◆ Stated problem: Reproduce the data below line for line, without changing anything.

· · · · ·

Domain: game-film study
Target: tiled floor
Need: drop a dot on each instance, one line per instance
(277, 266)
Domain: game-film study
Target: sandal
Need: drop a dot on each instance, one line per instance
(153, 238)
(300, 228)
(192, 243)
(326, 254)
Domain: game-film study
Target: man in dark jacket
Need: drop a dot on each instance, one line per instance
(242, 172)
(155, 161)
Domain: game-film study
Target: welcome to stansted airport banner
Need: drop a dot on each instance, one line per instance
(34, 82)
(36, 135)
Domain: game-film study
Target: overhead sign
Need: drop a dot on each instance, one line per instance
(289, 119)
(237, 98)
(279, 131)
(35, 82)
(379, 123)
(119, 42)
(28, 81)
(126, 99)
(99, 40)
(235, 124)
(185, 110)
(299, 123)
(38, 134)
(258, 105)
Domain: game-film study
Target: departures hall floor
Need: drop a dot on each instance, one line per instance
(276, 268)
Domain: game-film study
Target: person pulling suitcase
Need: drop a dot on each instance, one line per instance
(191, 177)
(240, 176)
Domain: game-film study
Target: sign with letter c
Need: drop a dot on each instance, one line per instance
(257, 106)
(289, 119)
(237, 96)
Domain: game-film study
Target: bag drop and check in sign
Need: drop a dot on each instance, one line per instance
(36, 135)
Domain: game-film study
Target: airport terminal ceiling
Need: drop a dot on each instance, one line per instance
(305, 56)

· · · · ·

◆ Finished task:
Domain: game-film study
Target: tiled floor
Need: drop a dot on each instance, one line per instance
(277, 266)
Domain: game-film study
Target: sandal
Need: drop a dot on each instance, one line per instance
(153, 238)
(300, 228)
(192, 243)
(326, 254)
Domain: game-film study
Target: man in dark jacket
Need: drop a dot on each instance, one line per instance
(242, 172)
(155, 161)
Domain: game-film study
Target: welcome to stansted airport banner
Need: drop a dot on each instance, one line per instance
(34, 82)
(36, 135)
Domain: game-film study
Target: overhead sign
Need: drop a dot on each instance, one line per instance
(289, 119)
(237, 98)
(279, 131)
(35, 82)
(379, 123)
(119, 42)
(28, 81)
(126, 99)
(99, 40)
(235, 124)
(185, 110)
(299, 123)
(38, 134)
(258, 105)
Domain: game-film study
Target: departures hall floor
Need: drop a dot on each instance, one line per instance
(276, 268)
Domain: game-film study
Target: person pulling suitcase
Need: drop a dot on each instance, one line per instance
(191, 177)
(240, 176)
Domain: game-film study
Target: sign with letter c
Need: drop a dot on each instance, one line per instance
(257, 106)
(289, 119)
(237, 96)
Domain: game-film study
Target: bag drop and check in sign
Need: drop a dot on each instance, one line per instance
(36, 135)
Domain: game-film study
Target: airport terminal ceiling
Need: drop a dot on each instance, one line per instance
(305, 56)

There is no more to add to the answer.